--- Extrait de page ---

———

(Québec) Faut-il enfouir les fils ? Laisser tomber la plateforme ? Comment sauver le plus d’arbres possible ?

La course à la succession de Régis Labeaume donne lieu à Québec à un débat appelé à se répéter dans plusieurs autres villes de la province où naissent des projets de tramway : comment réintégrer dans la trame urbaine ce moyen de transport disparu depuis plus de 60 ans ?

« Nous y croyons, au tramway. Mais ce projet peut être amélioré, il y a eu manque de leadership », a lancé dans un récent débat le chef de Québec forte et fière, Bruno Marchand.

« Pour nous, le tramway est un projet incontournable. Par contre, le maire sortant et son équipe ont fait un travail tellement mauvais qu’il n’y a plus d’acceptabilité sociale », a renchéri le chef de Démocratie Québec, Jean Rousseau.

PHOTO ERICK LABBÉ, ARCHIVES LE SOLEIL

Débat des candidats à la mairie de Québec, mardi dernier. De gauche à droite : Jean-François Gosselin, chef de Québec 21, Marie-Josée Savard, cheffe d'Équipe Marie-Josée Savard, Jean Rousseau, chef de Démocratie Québec, Jackie Smith, cheffe de Transition Québec, et Bruno Marchand, chef de Québec Forte et Fière

Trois ans et demi après le dévoilement en grande pompe du projet de tramway, le débat fait toujours rage dans la capitale.

———

[Entrées enregistrées du jeu de données]

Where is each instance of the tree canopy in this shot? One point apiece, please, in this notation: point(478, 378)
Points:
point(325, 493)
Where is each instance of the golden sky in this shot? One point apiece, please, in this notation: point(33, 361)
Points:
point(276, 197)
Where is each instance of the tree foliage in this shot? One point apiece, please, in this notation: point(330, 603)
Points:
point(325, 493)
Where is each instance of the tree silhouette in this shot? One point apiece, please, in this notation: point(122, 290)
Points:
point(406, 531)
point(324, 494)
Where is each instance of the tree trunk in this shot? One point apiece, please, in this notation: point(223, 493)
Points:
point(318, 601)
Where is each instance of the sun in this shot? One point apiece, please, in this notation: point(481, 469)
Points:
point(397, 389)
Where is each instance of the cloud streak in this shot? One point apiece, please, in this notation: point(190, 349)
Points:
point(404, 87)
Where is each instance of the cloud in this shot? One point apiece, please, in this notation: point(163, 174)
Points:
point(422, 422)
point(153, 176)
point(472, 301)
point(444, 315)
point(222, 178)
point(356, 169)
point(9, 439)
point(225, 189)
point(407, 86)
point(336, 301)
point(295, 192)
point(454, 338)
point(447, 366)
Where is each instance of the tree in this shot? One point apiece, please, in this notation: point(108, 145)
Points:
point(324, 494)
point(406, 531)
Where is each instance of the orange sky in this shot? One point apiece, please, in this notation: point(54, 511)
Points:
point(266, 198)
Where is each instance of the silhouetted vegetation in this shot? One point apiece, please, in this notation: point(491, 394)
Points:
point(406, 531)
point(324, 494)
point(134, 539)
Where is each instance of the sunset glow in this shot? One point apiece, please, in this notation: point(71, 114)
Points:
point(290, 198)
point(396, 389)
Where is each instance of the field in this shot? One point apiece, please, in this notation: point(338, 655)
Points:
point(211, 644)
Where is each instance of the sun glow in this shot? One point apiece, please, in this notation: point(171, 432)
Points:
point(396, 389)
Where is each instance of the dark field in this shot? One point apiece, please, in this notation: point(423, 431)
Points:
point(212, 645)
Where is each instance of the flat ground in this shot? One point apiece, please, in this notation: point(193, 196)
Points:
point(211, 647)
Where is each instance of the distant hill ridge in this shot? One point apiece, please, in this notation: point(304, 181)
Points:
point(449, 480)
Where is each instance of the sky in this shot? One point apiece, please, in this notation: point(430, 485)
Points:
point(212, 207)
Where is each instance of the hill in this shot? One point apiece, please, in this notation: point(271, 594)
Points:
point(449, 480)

———

--- Exercice proposé ---
Recopiez, s'il vous plaît, le passage de l'article sur le tramway de Québec qui va de « (Québec) Faut-il enfouir » jusqu'à « et fière, Bruno Marchand. » inclus.

--- Réponse attendue ---
(Québec) Faut-il enfouir les fils ? Laisser tomber la plateforme ? Comment sauver le plus d’arbres possible ?

La course à la succession de Régis Labeaume donne lieu à Québec à un débat appelé à se répéter dans plusieurs autres villes de la province où naissent des projets de tramway : comment réintégrer dans la trame urbaine ce moyen de transport disparu depuis plus de 60 ans ?

« Nous y croyons, au tramway. Mais ce projet peut être amélioré, il y a eu manque de leadership », a lancé dans un récent débat le chef de Québec forte et fière, Bruno Marchand.